Return the data below in full. Keep each character unchanged.

[Region pointing data]
_ _ _ _ _

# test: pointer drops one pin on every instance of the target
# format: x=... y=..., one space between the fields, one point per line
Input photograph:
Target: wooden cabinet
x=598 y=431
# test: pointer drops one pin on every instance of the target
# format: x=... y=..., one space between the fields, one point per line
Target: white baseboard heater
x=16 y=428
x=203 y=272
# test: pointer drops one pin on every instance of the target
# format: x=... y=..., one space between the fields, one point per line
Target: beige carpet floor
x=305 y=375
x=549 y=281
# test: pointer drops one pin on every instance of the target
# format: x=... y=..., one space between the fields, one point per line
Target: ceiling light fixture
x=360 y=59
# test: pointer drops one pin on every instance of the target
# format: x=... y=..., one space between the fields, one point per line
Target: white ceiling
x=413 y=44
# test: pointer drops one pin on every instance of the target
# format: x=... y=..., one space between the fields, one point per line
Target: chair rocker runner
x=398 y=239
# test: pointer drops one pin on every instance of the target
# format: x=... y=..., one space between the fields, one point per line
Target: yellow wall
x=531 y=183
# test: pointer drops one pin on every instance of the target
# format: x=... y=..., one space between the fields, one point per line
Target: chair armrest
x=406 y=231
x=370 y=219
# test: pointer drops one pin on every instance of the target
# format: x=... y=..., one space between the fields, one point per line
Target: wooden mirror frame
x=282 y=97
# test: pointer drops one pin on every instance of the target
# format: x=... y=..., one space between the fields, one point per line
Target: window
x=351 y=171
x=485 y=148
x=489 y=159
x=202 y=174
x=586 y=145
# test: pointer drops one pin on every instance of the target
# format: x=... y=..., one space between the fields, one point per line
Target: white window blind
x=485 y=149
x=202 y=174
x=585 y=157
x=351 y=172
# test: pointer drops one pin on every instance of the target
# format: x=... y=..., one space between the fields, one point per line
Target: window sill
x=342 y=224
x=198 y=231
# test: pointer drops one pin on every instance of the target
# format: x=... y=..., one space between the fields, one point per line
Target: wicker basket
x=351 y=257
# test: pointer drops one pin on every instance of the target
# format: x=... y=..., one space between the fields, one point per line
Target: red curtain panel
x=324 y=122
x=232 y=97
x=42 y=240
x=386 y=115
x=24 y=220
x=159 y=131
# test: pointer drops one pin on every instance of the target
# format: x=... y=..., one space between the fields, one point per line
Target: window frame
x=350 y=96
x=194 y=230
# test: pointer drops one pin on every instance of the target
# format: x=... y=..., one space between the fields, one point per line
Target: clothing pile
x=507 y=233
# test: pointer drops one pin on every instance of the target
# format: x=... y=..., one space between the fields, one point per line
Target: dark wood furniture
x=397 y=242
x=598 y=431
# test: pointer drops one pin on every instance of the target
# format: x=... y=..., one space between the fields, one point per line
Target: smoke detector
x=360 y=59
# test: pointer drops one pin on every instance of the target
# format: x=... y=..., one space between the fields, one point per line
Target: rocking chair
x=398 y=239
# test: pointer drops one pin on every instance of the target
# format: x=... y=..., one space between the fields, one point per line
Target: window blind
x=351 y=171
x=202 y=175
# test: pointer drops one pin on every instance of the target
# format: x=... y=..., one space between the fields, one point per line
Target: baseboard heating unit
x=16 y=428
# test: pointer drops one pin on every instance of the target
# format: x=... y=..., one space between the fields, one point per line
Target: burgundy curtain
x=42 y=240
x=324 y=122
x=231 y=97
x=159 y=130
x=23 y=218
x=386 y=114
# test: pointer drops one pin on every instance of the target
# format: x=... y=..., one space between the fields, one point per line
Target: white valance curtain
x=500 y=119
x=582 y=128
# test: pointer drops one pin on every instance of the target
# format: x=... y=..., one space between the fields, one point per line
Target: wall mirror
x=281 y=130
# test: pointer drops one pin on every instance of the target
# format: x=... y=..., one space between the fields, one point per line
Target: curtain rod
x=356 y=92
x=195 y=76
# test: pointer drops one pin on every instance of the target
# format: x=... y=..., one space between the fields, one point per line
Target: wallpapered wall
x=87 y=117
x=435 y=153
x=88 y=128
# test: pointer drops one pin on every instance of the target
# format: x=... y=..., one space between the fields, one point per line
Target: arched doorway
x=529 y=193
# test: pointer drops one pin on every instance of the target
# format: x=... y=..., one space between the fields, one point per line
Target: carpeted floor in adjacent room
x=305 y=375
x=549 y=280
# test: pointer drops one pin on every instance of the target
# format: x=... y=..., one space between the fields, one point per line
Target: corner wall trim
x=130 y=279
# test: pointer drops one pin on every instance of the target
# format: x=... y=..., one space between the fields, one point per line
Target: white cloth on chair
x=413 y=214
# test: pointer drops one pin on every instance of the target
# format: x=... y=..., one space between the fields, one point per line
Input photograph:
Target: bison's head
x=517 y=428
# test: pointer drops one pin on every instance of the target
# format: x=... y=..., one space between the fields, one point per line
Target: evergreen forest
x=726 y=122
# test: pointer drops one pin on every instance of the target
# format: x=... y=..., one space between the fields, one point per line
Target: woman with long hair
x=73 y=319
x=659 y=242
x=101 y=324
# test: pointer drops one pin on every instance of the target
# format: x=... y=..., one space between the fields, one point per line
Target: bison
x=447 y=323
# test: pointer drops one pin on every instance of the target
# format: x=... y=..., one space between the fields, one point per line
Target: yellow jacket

_ _ _ _ _

> _Your solution_
# test: pointer drops one pin on every instance of the target
# format: x=... y=..., one space between the fields, one point per line
Input photograph:
Target: wooden cabinet
x=598 y=431
# test: pointer drops one pin on every instance of the target
# format: x=... y=..., one space between the fields, one point per line
Target: white baseboard heater
x=16 y=428
x=203 y=272
# test: pointer drops one pin on every instance of the target
# format: x=... y=..., one space between the fields, one point per line
Target: beige carpet floor
x=305 y=375
x=549 y=281
# test: pointer drops one pin on every instance of the target
# format: x=... y=..., one space between the fields, one point per line
Target: ceiling light fixture
x=360 y=59
# test: pointer drops one pin on every instance of the target
# format: x=... y=..., one space between the fields, one point per line
Target: white ceiling
x=413 y=44
# test: pointer drops one pin on every instance of the target
# format: x=... y=..., one space between the fields, one point per line
Target: chair rocker runner
x=398 y=239
# test: pointer drops one pin on every instance of the target
# format: x=... y=..., one space between the fields, one point per line
Target: yellow wall
x=531 y=183
# test: pointer drops one pin on every instance of the target
# format: x=... y=..., one space between the fields, one point per line
Target: chair armrest
x=406 y=231
x=370 y=219
# test: pointer drops one pin on every instance of the target
# format: x=... y=..., one space between the fields, one point per line
Target: wooden mirror frame
x=282 y=97
# test: pointer drops one pin on every instance of the target
# format: x=... y=..., one space between the fields, one point per line
Target: window
x=351 y=171
x=485 y=148
x=489 y=159
x=202 y=174
x=586 y=145
# test: pointer drops one pin on every instance of the target
# format: x=... y=..., one space between the fields, one point per line
Target: white window blind
x=485 y=149
x=202 y=174
x=585 y=157
x=351 y=172
# test: pointer drops one pin on every instance of the target
# format: x=... y=..., one space between the fields, one point per line
Target: window sill
x=342 y=224
x=198 y=231
# test: pointer drops one pin on every instance of the target
# format: x=... y=..., one space between the fields, one point per line
Target: wicker basket
x=351 y=257
# test: pointer drops one pin on every instance of the target
# format: x=... y=..., one space between the fields, one point per line
Target: red curtain panel
x=324 y=122
x=232 y=97
x=42 y=240
x=386 y=115
x=24 y=220
x=159 y=131
# test: pointer drops one pin on every instance of the target
# format: x=... y=..., one space between the fields, one point per line
Target: window frame
x=350 y=96
x=194 y=230
# test: pointer drops one pin on every instance of the target
# format: x=... y=..., one space between the fields, one point per line
Target: clothing pile
x=507 y=233
# test: pointer drops one pin on every instance of the target
# format: x=... y=..., one space between the fields, one point per line
Target: dark wood furniture
x=397 y=242
x=598 y=431
# test: pointer drops one pin on every instance of the target
# format: x=... y=..., one space between the fields, one point per line
Target: smoke detector
x=360 y=59
# test: pointer drops one pin on every instance of the target
# format: x=... y=..., one space between the fields, one point per line
Target: rocking chair
x=398 y=239
# test: pointer drops one pin on every instance of the target
# format: x=... y=..., one space between the fields, one point per line
Target: window blind
x=351 y=171
x=202 y=175
# test: pointer drops one pin on every instance of the target
# format: x=... y=..., one space between the fields, one point per line
Target: baseboard heating unit
x=16 y=428
# test: pointer drops one pin on every instance of the target
# format: x=... y=..., one space between the fields, one point per line
Target: burgundy curtain
x=42 y=240
x=324 y=122
x=231 y=97
x=159 y=130
x=23 y=218
x=386 y=114
# test: pointer drops one pin on every instance of the target
# format: x=... y=..., one space between the fields, one point per line
Target: white valance curtain
x=500 y=119
x=582 y=128
# test: pointer drops one pin on every instance of the target
# format: x=... y=..., one space between the fields, one point per line
Target: wall mirror
x=281 y=130
# test: pointer drops one pin on every instance of the target
# format: x=... y=..., one space between the fields, one point per line
Target: curtain rod
x=356 y=92
x=195 y=76
# test: pointer drops one pin on every instance of the target
# format: x=... y=..., one space between the fields, one point per line
Target: wallpapered wall
x=87 y=117
x=435 y=153
x=88 y=128
# test: pointer drops one pin on every instance of the target
# format: x=... y=..., one space between the fields, one point per line
Target: arched doorway
x=529 y=193
# test: pointer drops one pin on every instance of the target
# format: x=... y=..., one space between the fields, one point per line
Target: carpeted floor in adjacent room
x=305 y=375
x=549 y=280
# test: pointer drops one pin on every instance of the target
# format: x=... y=..., one space between the fields, one point per line
Target: corner wall trim
x=130 y=279
# test: pointer drops one pin on every instance of the target
# format: x=... y=..., one space between the fields, one point per line
Target: white cloth on chair
x=413 y=214
# test: pointer drops one pin on every instance of the target
# format: x=... y=..., one space between the fields, one point per line
Input photograph:
Target: bison's head
x=517 y=428
# test: pointer drops one pin on every instance of the target
# format: x=... y=..., one space between the fields, one point per line
Target: evergreen forest
x=726 y=122
# test: pointer drops one pin on every instance of the target
# format: x=... y=..., one space between the fields, one point per line
Target: woman with long hair
x=73 y=319
x=659 y=242
x=101 y=324
# test: pointer drops one pin on every instance of the target
# format: x=... y=..., one space between the fields, one point per line
Target: bison
x=447 y=323
# test: pointer drops one pin on every instance of the target
# format: x=... y=..., one space between the fields, one point per line
Target: yellow jacket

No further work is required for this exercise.